*DOCUMENT TEXT:*
_ _ _ _
ZF: This is your signature material Jaanika.
JP: Mylar is such a beautiful material – although it is the much hated plastic. Mylar is the brand name in the States for this specific plastic that I use for my drawings. We talk a lot about plastic, and I get a lot of questions asking what kind of environmental artist I am if I use this plastic. But I guess what’s important is not what it is, but what we do with it.
“It reminds me a lot of ice. Ice is one of the central materials in my practice and has been part of my life forever.” JP
I used to love ice skating growing up and I was a promising figure skater in my childhood in Estonia. The mylar reminds me of this ice a lot.
I have been drawing on mylar for the last 10 years or more and have now completely forgotten about traditional paper. It is a beautiful material that is transparent and bends. I draw on it with pencils, using these very fat pencils that look like oil sticks, but are actually water soluble. If you have the chance to draw a line onto mylar, you always want to do more. It is such a beautiful, sensual experience – due to its smooth surface and the way the waxy pencil leaves these lovely markings on it.
So thinking of the steps of how this new work, the ‘March Solace’ series work, was born, first it’s the paper, then it’s the drawing. And then, importantly, it’s water soluble.
_ _ _ _
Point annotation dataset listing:
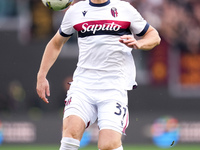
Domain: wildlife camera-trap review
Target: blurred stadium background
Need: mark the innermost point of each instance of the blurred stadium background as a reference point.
(164, 109)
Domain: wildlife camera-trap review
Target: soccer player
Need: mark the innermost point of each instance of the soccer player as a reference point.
(105, 69)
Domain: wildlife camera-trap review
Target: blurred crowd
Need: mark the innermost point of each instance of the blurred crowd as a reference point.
(178, 21)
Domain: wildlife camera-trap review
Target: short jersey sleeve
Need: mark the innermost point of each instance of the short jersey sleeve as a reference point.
(138, 25)
(66, 27)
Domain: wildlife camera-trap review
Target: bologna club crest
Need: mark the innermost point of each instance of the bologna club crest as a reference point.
(114, 12)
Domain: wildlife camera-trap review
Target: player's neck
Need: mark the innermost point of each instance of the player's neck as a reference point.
(98, 1)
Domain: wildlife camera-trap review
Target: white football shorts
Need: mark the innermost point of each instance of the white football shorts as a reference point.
(108, 105)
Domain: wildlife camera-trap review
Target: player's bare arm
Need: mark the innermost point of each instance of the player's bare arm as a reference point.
(147, 42)
(50, 55)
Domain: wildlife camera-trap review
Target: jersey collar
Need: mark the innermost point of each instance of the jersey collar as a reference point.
(99, 5)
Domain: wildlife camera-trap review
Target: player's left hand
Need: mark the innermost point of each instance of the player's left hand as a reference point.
(129, 41)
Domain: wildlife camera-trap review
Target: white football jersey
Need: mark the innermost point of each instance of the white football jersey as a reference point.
(104, 62)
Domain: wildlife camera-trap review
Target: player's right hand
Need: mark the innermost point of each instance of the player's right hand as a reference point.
(43, 89)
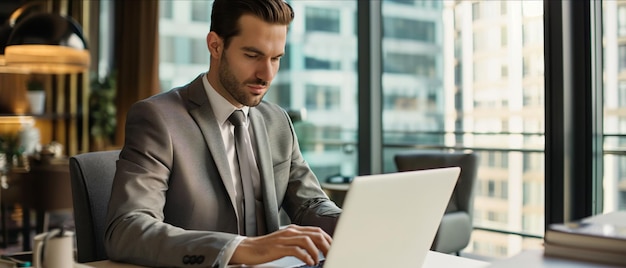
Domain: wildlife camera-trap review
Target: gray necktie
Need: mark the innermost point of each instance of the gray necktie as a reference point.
(244, 156)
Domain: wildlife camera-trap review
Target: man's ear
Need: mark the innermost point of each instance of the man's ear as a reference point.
(215, 44)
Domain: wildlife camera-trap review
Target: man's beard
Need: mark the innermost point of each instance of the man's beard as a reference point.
(235, 88)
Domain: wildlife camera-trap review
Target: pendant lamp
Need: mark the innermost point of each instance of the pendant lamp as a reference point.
(47, 43)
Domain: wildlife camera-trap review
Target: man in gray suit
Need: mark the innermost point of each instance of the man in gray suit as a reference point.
(176, 197)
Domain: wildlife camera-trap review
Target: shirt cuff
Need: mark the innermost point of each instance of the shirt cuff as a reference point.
(228, 251)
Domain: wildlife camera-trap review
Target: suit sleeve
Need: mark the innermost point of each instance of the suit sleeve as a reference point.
(136, 231)
(306, 203)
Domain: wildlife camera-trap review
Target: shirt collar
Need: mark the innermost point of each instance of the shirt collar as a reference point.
(221, 107)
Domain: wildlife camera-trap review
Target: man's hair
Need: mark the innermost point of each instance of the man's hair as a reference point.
(226, 14)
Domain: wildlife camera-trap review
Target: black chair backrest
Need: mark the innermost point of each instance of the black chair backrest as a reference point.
(468, 162)
(92, 177)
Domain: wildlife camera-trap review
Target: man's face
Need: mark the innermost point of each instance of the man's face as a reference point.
(248, 66)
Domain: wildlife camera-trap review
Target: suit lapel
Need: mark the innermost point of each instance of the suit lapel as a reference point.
(202, 113)
(264, 162)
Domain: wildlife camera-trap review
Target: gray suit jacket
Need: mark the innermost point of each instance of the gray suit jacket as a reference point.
(172, 201)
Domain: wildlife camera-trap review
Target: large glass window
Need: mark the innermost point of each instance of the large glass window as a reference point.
(614, 50)
(475, 84)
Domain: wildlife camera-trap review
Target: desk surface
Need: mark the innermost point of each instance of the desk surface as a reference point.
(536, 259)
(433, 259)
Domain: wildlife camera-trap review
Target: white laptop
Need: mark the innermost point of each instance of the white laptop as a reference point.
(388, 220)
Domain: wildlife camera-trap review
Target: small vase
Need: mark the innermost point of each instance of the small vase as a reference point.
(37, 100)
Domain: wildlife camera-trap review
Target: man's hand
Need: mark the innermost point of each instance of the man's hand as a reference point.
(302, 242)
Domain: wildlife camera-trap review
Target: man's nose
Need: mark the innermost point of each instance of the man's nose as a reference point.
(266, 70)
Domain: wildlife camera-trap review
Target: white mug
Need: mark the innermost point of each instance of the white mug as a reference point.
(54, 249)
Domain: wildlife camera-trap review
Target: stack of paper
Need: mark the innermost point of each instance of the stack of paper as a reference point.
(600, 239)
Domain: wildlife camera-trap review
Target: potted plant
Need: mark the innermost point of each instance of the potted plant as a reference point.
(36, 96)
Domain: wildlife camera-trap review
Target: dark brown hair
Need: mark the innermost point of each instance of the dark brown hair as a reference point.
(226, 13)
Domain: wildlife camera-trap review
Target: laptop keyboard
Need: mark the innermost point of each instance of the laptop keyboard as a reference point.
(319, 265)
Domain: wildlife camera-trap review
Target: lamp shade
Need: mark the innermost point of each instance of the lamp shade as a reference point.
(47, 43)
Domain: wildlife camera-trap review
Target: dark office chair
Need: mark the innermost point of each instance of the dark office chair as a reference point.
(92, 176)
(456, 227)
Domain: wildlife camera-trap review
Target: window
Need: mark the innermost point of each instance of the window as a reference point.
(421, 65)
(411, 29)
(322, 19)
(621, 20)
(166, 9)
(320, 97)
(200, 11)
(318, 64)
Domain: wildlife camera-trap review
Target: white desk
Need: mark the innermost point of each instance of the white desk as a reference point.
(433, 259)
(536, 259)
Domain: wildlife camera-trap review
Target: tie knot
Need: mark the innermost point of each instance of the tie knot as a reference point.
(237, 118)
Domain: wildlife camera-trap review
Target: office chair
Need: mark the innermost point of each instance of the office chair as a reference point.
(92, 177)
(456, 227)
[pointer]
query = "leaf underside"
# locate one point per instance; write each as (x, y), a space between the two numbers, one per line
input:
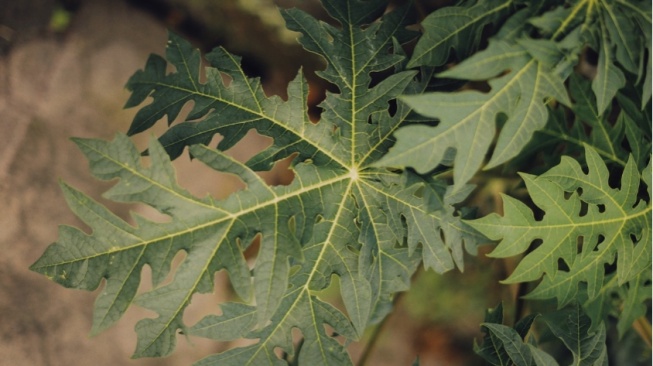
(340, 216)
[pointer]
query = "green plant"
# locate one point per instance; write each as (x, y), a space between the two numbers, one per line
(382, 180)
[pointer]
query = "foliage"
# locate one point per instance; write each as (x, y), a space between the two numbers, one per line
(382, 179)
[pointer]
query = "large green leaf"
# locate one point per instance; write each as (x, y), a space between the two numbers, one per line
(458, 28)
(341, 216)
(503, 345)
(572, 326)
(587, 224)
(467, 119)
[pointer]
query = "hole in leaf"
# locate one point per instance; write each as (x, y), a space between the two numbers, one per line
(251, 249)
(562, 265)
(352, 249)
(614, 179)
(583, 208)
(392, 107)
(600, 239)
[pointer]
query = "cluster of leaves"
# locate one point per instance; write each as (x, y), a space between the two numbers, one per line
(382, 177)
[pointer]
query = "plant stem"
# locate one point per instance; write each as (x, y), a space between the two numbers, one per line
(376, 333)
(643, 328)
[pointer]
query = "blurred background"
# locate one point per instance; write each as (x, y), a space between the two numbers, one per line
(63, 67)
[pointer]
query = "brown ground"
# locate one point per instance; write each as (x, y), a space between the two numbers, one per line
(56, 86)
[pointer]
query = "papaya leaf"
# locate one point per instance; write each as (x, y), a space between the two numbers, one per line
(341, 216)
(572, 326)
(503, 345)
(456, 28)
(468, 118)
(586, 230)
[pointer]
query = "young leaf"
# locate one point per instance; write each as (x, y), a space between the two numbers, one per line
(615, 224)
(503, 345)
(572, 326)
(341, 216)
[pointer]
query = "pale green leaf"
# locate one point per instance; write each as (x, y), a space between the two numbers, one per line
(456, 28)
(572, 326)
(341, 216)
(586, 239)
(467, 119)
(609, 78)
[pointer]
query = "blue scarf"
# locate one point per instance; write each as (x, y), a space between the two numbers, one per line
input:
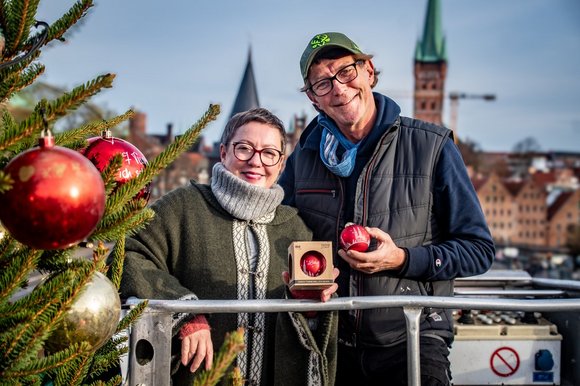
(331, 138)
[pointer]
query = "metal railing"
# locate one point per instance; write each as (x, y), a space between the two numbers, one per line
(150, 337)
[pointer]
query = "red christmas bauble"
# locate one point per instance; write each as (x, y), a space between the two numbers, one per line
(354, 237)
(57, 199)
(312, 263)
(100, 151)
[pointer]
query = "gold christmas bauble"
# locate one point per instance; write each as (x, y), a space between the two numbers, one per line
(93, 316)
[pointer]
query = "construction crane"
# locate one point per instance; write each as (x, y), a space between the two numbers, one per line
(454, 98)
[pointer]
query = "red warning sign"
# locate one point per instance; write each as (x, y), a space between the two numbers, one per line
(504, 361)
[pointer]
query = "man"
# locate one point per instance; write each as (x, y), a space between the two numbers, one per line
(360, 161)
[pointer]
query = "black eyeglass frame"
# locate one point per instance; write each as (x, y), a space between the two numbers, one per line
(254, 151)
(335, 77)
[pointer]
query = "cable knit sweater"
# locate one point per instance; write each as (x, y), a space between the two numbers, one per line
(188, 249)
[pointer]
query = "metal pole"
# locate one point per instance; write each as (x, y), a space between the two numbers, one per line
(412, 316)
(150, 350)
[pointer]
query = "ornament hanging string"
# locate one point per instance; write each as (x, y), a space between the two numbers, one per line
(46, 137)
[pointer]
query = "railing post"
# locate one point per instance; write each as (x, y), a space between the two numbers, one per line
(412, 317)
(150, 349)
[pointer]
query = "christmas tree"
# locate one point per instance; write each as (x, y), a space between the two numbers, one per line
(51, 205)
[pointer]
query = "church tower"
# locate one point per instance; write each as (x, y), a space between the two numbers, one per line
(430, 68)
(247, 97)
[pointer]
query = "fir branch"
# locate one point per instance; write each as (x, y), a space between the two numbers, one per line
(20, 18)
(166, 157)
(90, 129)
(21, 76)
(232, 346)
(117, 258)
(78, 95)
(128, 222)
(57, 108)
(20, 264)
(70, 283)
(131, 316)
(69, 19)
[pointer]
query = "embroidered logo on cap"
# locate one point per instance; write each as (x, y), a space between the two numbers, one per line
(319, 41)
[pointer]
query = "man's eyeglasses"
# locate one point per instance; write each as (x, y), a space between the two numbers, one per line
(344, 75)
(244, 152)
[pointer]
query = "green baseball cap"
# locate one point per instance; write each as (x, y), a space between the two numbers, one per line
(323, 41)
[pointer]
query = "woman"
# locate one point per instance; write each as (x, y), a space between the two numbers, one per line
(229, 240)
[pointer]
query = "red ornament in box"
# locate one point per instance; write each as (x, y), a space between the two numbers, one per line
(57, 198)
(100, 151)
(312, 263)
(354, 237)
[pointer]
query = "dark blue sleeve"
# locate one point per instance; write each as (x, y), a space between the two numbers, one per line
(286, 181)
(465, 246)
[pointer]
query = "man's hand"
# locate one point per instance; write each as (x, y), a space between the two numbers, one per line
(196, 347)
(387, 256)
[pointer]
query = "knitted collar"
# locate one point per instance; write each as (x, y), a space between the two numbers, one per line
(242, 199)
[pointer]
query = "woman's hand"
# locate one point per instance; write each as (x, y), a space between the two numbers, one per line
(196, 344)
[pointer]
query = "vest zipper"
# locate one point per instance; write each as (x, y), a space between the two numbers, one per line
(366, 183)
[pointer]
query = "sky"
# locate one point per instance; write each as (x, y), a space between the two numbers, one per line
(172, 59)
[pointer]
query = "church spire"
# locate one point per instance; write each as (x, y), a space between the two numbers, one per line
(430, 68)
(247, 97)
(432, 46)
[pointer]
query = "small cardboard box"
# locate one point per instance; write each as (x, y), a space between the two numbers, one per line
(310, 265)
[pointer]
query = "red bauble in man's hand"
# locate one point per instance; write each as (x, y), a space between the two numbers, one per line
(355, 237)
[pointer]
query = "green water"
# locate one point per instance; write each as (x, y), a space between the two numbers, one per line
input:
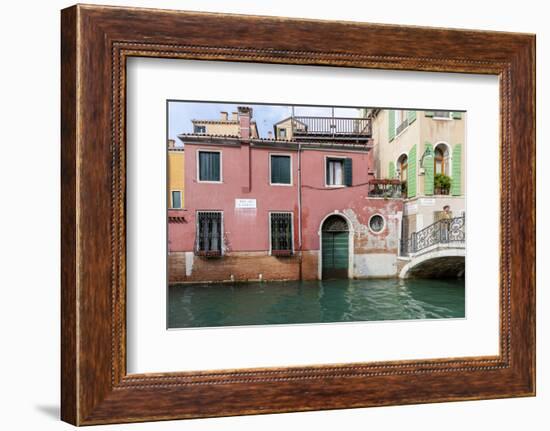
(207, 305)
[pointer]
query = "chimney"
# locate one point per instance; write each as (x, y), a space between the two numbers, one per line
(244, 115)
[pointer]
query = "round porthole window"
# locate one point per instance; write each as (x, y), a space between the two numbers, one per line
(376, 223)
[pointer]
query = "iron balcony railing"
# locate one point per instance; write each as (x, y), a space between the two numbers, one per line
(386, 188)
(444, 231)
(332, 126)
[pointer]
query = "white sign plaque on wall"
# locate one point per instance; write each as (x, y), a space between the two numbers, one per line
(245, 203)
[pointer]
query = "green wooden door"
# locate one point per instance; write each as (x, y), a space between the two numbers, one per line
(335, 254)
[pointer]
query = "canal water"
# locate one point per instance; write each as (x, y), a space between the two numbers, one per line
(269, 303)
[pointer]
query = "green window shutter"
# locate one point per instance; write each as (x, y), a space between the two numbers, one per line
(176, 199)
(456, 180)
(391, 173)
(215, 160)
(348, 174)
(391, 124)
(280, 169)
(209, 166)
(411, 173)
(428, 169)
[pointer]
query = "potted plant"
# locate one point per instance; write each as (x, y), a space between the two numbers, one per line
(442, 184)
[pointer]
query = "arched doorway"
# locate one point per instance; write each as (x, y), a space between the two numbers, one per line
(335, 247)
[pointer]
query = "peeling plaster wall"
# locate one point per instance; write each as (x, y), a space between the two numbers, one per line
(375, 265)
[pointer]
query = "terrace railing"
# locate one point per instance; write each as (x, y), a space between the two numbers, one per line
(332, 126)
(386, 188)
(445, 231)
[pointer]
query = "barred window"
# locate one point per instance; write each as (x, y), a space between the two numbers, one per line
(281, 233)
(209, 233)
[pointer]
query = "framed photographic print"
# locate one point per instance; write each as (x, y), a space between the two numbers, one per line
(276, 219)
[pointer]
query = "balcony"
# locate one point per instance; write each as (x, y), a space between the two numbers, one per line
(384, 188)
(331, 128)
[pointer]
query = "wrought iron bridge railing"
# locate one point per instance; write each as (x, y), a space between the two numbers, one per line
(445, 231)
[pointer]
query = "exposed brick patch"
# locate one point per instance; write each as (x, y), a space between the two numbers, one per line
(243, 266)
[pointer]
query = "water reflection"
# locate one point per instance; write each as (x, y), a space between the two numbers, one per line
(207, 305)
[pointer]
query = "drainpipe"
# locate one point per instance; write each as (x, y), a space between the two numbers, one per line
(299, 197)
(300, 205)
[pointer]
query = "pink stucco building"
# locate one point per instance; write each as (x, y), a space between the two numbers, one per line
(294, 206)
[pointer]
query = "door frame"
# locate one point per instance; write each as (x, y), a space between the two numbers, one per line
(351, 237)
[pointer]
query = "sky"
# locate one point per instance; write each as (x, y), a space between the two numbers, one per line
(180, 114)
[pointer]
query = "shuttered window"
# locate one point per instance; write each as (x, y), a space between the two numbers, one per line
(176, 199)
(339, 172)
(280, 170)
(281, 233)
(209, 166)
(209, 233)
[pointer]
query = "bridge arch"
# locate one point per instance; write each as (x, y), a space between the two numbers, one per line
(440, 263)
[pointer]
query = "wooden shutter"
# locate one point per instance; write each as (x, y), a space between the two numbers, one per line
(280, 169)
(457, 171)
(411, 173)
(209, 166)
(428, 169)
(391, 124)
(348, 174)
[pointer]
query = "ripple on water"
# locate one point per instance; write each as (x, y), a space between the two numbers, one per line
(207, 305)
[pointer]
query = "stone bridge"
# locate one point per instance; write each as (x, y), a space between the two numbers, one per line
(437, 251)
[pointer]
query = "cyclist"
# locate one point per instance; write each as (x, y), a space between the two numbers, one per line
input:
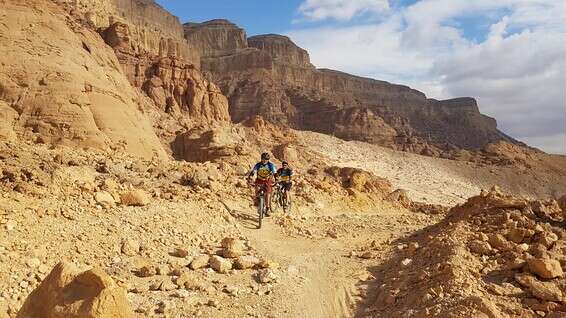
(266, 171)
(283, 176)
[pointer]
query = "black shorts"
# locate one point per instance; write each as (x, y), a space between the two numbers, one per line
(286, 185)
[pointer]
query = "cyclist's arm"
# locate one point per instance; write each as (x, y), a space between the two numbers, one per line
(252, 172)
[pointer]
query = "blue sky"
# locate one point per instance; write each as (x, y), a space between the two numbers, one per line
(508, 54)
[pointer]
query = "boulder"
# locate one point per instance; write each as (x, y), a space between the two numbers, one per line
(104, 199)
(499, 242)
(187, 281)
(246, 262)
(135, 198)
(220, 264)
(130, 247)
(542, 290)
(199, 262)
(232, 248)
(480, 247)
(180, 252)
(68, 292)
(545, 268)
(266, 276)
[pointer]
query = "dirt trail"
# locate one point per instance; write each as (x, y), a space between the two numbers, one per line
(318, 275)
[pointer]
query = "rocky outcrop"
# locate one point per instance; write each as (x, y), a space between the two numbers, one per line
(174, 85)
(60, 84)
(215, 38)
(152, 28)
(271, 76)
(281, 49)
(67, 292)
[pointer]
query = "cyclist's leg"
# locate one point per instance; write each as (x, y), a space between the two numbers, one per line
(268, 189)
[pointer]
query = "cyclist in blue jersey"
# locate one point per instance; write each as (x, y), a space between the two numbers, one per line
(265, 171)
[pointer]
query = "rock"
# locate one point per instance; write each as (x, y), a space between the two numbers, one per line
(163, 284)
(33, 262)
(11, 225)
(541, 290)
(43, 269)
(517, 235)
(267, 275)
(182, 293)
(200, 261)
(232, 248)
(105, 199)
(163, 269)
(188, 281)
(179, 252)
(146, 271)
(231, 290)
(220, 264)
(246, 262)
(367, 255)
(499, 242)
(265, 263)
(480, 247)
(135, 198)
(67, 292)
(406, 262)
(562, 204)
(400, 196)
(130, 247)
(546, 291)
(545, 268)
(547, 238)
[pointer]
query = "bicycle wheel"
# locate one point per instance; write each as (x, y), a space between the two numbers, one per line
(260, 209)
(275, 197)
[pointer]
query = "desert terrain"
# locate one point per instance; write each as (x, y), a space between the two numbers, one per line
(124, 143)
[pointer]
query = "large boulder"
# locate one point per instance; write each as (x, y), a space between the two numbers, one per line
(214, 144)
(68, 292)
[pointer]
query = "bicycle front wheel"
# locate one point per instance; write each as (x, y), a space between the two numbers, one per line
(260, 210)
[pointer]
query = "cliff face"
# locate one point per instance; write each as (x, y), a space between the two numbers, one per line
(269, 75)
(175, 86)
(152, 28)
(60, 84)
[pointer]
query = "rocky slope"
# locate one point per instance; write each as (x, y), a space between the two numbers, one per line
(60, 84)
(269, 75)
(107, 74)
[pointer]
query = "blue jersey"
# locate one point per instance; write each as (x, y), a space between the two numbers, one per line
(264, 171)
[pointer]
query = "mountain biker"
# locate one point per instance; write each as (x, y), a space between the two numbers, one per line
(283, 177)
(266, 171)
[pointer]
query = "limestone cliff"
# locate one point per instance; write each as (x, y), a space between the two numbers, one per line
(269, 75)
(60, 84)
(152, 28)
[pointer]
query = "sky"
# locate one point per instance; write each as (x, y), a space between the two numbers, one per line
(508, 54)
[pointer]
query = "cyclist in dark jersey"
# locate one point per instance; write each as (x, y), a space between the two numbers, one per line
(284, 176)
(266, 171)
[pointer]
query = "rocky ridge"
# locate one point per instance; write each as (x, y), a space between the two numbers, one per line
(269, 75)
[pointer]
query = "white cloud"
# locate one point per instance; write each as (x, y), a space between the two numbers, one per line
(316, 10)
(517, 72)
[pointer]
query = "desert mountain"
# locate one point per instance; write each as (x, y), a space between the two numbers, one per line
(270, 76)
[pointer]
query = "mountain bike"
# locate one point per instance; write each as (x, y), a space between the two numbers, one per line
(280, 198)
(262, 202)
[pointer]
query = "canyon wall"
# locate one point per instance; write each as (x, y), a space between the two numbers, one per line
(269, 75)
(61, 84)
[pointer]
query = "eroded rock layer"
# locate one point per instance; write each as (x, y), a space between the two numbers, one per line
(269, 75)
(60, 84)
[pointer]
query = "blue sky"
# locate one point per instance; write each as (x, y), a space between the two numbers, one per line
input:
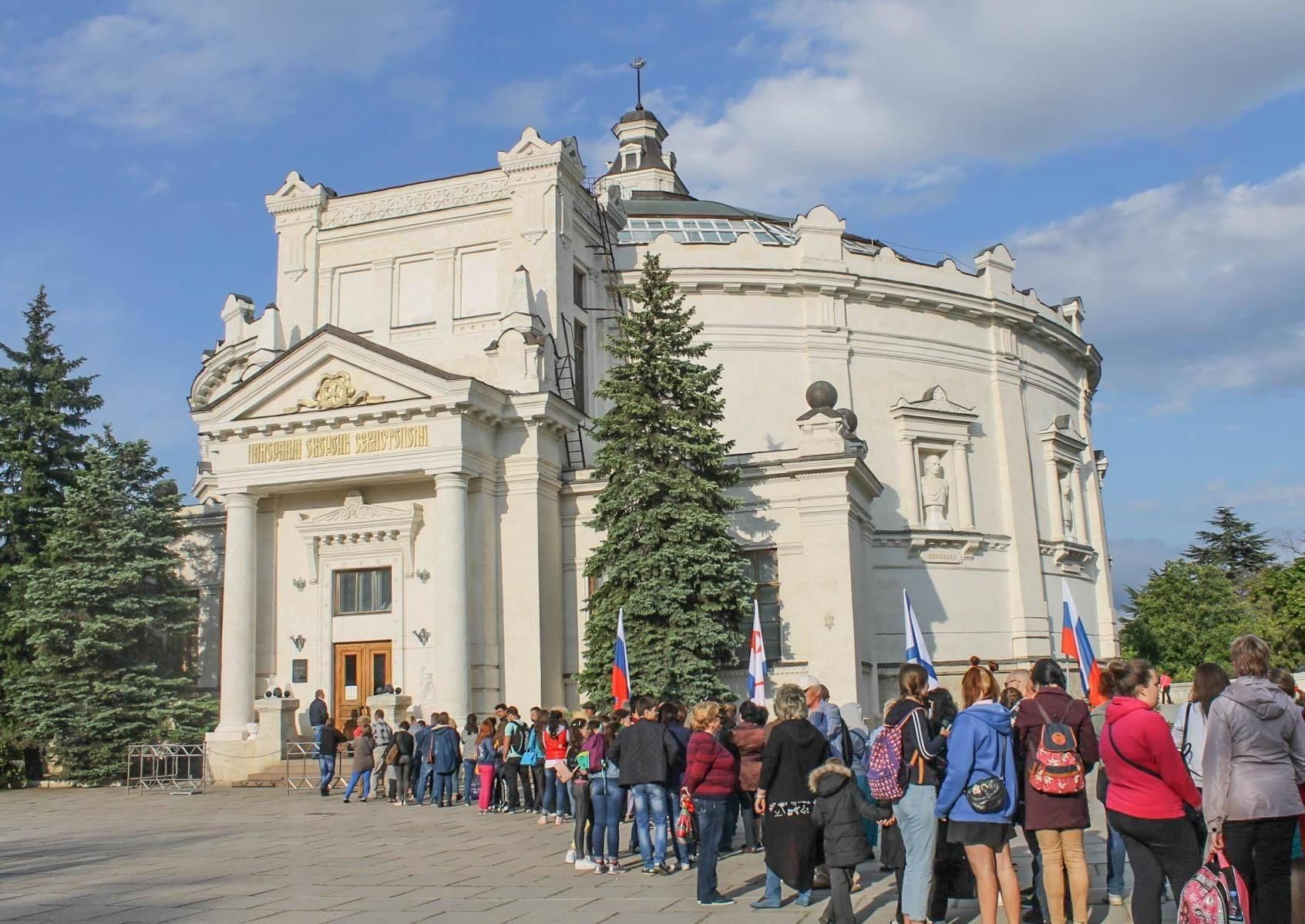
(1147, 157)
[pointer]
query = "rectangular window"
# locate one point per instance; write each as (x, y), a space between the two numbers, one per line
(580, 355)
(578, 287)
(363, 592)
(764, 570)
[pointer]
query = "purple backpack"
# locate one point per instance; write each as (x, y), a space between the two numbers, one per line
(884, 762)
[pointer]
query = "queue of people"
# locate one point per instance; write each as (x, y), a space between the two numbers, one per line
(940, 790)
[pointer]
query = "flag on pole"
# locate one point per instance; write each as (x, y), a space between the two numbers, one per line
(756, 658)
(917, 651)
(621, 666)
(1077, 645)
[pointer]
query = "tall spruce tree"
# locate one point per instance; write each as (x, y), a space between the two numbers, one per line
(666, 556)
(107, 617)
(1233, 546)
(45, 410)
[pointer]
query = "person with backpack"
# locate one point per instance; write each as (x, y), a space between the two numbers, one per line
(980, 790)
(516, 734)
(903, 769)
(1152, 800)
(839, 812)
(1189, 726)
(1058, 748)
(1253, 765)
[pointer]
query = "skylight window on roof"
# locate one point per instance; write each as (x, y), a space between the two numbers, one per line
(705, 231)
_ _ _ _
*DIRECTIONS:*
1. According to the interview, how long has the artist been drawing on mylar?
2. Report every line of the listing that contains the string "lapel", treating uppercase and lowercase as different.

*SET OF ANSWERS:*
1. For the last 10 years or more.

2.
Target: suit lapel
Need: mark the innermost point of each instance of the suit lapel as a reference point.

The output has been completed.